── RECORDS FOR THE EXERCISE

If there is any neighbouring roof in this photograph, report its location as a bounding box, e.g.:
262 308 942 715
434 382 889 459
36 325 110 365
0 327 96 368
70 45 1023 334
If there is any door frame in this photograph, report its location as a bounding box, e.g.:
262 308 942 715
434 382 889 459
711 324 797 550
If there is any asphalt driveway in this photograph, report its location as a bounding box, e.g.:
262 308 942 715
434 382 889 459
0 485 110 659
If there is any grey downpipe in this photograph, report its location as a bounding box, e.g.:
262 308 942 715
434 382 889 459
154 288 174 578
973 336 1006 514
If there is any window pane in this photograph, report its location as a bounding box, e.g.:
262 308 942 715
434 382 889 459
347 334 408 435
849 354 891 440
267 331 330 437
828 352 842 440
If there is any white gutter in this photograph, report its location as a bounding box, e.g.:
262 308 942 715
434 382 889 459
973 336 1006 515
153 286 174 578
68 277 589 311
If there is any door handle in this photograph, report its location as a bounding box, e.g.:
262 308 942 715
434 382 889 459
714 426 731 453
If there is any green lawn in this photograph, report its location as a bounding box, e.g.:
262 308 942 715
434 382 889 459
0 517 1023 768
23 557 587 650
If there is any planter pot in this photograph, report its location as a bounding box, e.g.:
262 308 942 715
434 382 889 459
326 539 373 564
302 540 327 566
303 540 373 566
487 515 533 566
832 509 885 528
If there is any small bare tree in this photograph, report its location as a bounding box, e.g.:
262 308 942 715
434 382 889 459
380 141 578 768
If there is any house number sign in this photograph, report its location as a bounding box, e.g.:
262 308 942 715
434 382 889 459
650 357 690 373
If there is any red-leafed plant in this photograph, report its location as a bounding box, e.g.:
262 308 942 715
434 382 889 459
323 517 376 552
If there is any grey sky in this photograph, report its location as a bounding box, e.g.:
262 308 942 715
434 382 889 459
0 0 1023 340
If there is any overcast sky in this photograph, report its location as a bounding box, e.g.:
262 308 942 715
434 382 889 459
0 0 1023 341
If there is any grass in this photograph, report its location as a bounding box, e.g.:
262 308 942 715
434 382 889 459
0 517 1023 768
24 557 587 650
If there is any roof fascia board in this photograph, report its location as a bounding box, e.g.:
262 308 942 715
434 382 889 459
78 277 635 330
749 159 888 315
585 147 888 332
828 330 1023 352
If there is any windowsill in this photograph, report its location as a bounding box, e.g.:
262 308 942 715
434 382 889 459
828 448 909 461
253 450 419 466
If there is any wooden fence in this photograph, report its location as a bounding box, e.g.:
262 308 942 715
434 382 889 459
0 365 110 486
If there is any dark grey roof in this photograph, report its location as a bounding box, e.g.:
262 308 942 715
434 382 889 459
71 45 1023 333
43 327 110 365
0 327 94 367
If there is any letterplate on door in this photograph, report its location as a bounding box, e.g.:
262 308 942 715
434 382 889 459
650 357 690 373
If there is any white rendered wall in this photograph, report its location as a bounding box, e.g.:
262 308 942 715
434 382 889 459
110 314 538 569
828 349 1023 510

────
── RECORDS FOR THE EXERCISE

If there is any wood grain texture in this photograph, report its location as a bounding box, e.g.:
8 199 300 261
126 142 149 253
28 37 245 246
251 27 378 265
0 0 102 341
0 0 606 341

────

# [TASK OBJECTIVE]
Scale the records between the lines holding "If there is any neighbouring" and "973 336 1006 514", inclusive, reproducing every line with the requests included. Multiply each bounding-box coordinate in the answers by 0.4 and round to whole numbers with halves going up, leaving the requests and their sample boxes unchanged.

# [FULL RESPONSE]
If there is any neighbouring roof in this photograph, report its location as a bounding box, e.g.:
262 308 942 715
434 382 889 459
14 130 44 146
0 131 38 147
28 18 409 134
If there is any door frame in this photograph, report its location as a bounding box, e.g.:
262 308 942 715
434 382 889 459
284 130 319 220
If there is any asphalt driveway in this photograph, report its location as a bounding box, e.g.:
262 308 942 715
434 382 889 459
0 194 44 264
If there is any grey downpipe in this photograph, report its location as a bounding box, e.g.:
262 308 942 715
434 382 889 459
62 115 70 231
389 134 402 206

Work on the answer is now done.